TASK TO CARRY OUT
Duplicate the part of the post about the Afghan elections between "I think of how" and "can do that.", inclusive.

EXTRACT TO READ
----

An article written by a friend of mine from college, James Rupert, who is in Afghanistan by choice:
http://www.bloomberg.com/apps/news?pid=newsarchive&sid=ajyJvwwYY.Nc

It's nearing midnight in Afghanistan. Election day is almost here.

What will happen?

Thank you for checking in,
Katie

Tuesday, August 18, 2009

Another Two Days Until The Elections Are Over

It’s raining tonight in Maryland. It feels so good, to have the humidity and the heat washed away by the storm. Now we are getting those wonderful little-stream-gurgling sounds, of raindrops dripping from heavy wet leaves, cool in the dusk. The light coming in from the very edge of sunset has colored the mist in the air with gold.

I think of how hot and dry it is in Afghanistan. The current weather for camp is: “Blowing Widespread Dust”.

I wonder what the Afghan farmers would think of rain.

I wonder what it would be like on Thursday, August 20, the day of their elections, if it rained gently on everyone.

Would they look up at the sky in wonder and delight? Or would they be afraid, because rain is not normal there? I have googled all sorts of phrases that would help me know if they have rain in that part of the world. In Bagram, they do. But in Bastion? I don’t know.

It’s a little question, but I find it comforting to think of gentle rain wetting the villages and hills, the cafes and camels, and cooling tempers and calming fear. Rain can do that.

IT IS TWO DAYS UNTIL THE ELECTION IN AFGHANISTAN. If the elections are successful, will the violence diminish greatly after that? Will people in the villages, sick of being controlled by the Taliban and in debt to them and forced to grow crops for drugs turn on the fear-mongers, and rise up against them?

Will they grow courage instead of opium poppies?

Want to hear of less suicide bombers in Thailand, in England…in America, perhaps? And definitely in Afghanistan and Pakistan and Iraq?

Then hope and pray for a strong election, one which the Taliban CANNOT say was “fixed” by the west.

Did you know that the Taliban has put up notices threatening to cut off the finger of anyone who has ink from the voting machine on his or her finger? Or just kill them?
http://www.nytimes.com/2009/08/17/world/asia/17taliban.html?bl&ex=1250740800&en=7d0939d85b32733a&ei=5087

In a small rural town, that’s a pretty big damned threat.

Would you vote? Would you tell your loved ones to vote?

Or would you succumb to fear?

I don’t know what I would do. I would hope that I would have courage, but would I have the courage, a woman, to walk down the street election day, or the day after, knowing any Taliban man who wants could pull my hand from where it was hidden in my burka, and look for the tell-tale stain of voting ink, and cut off my finger or my hand or stab me, right there, just for casting a vote?

Would I have the courage to vote?

President Obama has ordered US military personnel to guard the polling places.

Would that give me more courage? Or would it be the block beyond the polling place where the terror would wait?

Each Afghan person must wrestle with fear and hope, with courage and cowardice. It is 4:30 am their time as I write this. They are beginning the day before the elections.

Here is a picture of young men carrying the polling booths to a remote village on the backs of donkeys: www.guardian.co.uk/world/gallery/2009/aug/18/afghanistan?picture=351795492This is isolated.


And it creates an exercise in trust: trust and hope that each person in each dusty little town can cast their votes safely. Trust that the votes will get to the election officials safely, trust that the votes will be counted honestly.

----

Region labeling entries:

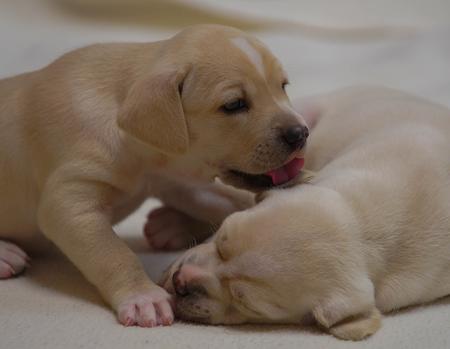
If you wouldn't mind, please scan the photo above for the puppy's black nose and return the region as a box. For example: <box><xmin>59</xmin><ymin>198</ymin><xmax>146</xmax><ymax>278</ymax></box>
<box><xmin>282</xmin><ymin>126</ymin><xmax>309</xmax><ymax>149</ymax></box>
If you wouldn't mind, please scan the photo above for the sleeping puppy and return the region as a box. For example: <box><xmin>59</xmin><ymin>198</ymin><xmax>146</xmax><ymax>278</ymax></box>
<box><xmin>162</xmin><ymin>87</ymin><xmax>450</xmax><ymax>340</ymax></box>
<box><xmin>0</xmin><ymin>25</ymin><xmax>308</xmax><ymax>327</ymax></box>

----

SOLUTION FOR THIS TASK
I think of how hot and dry it is in Afghanistan. The current weather for camp is: “Blowing Widespread Dust”.

I wonder what the Afghan farmers would think of rain.

I wonder what it would be like on Thursday, August 20, the day of their elections, if it rained gently on everyone.

Would they look up at the sky in wonder and delight? Or would they be afraid, because rain is not normal there? I have googled all sorts of phrases that would help me know if they have rain in that part of the world. In Bagram, they do. But in Bastion? I don’t know.

It’s a little question, but I find it comforting to think of gentle rain wetting the villages and hills, the cafes and camels, and cooling tempers and calming fear. Rain can do that.